E.L. Doctorow (foto de Mary Altaffer, AP) |
Ayer fallecía en su ciudad natal, Edgard Lawrence Doctorow (Nueva York ,
6 de enero de 1931- Ibidem, 21 de julio de 2015), conocido como E.L Doctorow,
uno de los grandes escritores anglosajones del siglo XX, referente indiscutible
dentro del subgénero de la novela histórica en la que mezcla crítica social.
Formaba parte junto con Cormac McCarthy, Philip Roth, Don DelLillo y Thomas
Pynchon del quinteto de los grandes narradores norteamericanos de la segunda
mitad del siglo XX. Sus veinte obras entre novela, teatro y ensayo fotográfico
-la última Andrew’s Brain (El cerebro de Brain, Roca Editorial) se
publicó el pasado año- le proyectan como uno de los grandes de la literatura
contemporánea. Conocido a nivel mundial
a raíz de la publicación de Ragtime
(1975) que sirvió de guión para la película del mismo nombre dirigida por Milos
Forman. Otras de sus novelas más conocidas son Billy Bathgate (1989), El
libro de Daniel (1971), La ciudad de
Dios (2000) o La gran marcha (2005).

* **Datos sin procesar**
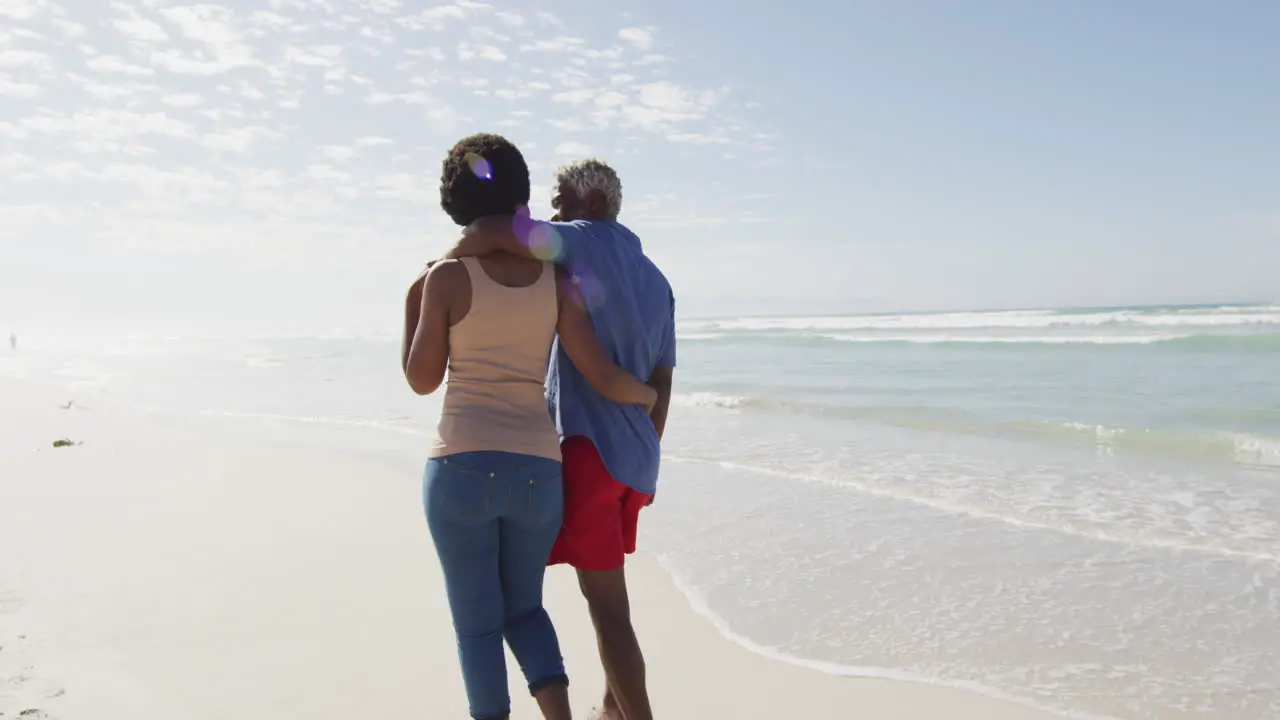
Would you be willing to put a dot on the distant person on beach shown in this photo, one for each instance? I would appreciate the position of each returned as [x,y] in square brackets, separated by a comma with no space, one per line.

* **Ejercicio propuesto**
Cambia "quinteto" por "grupo" en el tramo del texto sobre E.L. Doctorow que va de "Formaba parte junto" a "gran marcha (2005).", y escribe ese tramo completo con el cambio.

* **Respuesta**
Formaba parte junto con Cormac McCarthy, Philip Roth, Don DelLillo y Thomas
Pynchon del grupo de los grandes narradores norteamericanos de la segunda
mitad del siglo XX. Sus veinte obras entre novela, teatro y ensayo fotográfico
-la última Andrew’s Brain (El cerebro de Brain, Roca Editorial) se
publicó el pasado año- le proyectan como uno de los grandes de la literatura
contemporánea. Conocido a nivel mundial
a raíz de la publicación de Ragtime
(1975) que sirvió de guión para la película del mismo nombre dirigida por Milos
Forman. Otras de sus novelas más conocidas son Billy Bathgate (1989), El
libro de Daniel (1971), La ciudad de
Dios (2000) o La gran marcha (2005).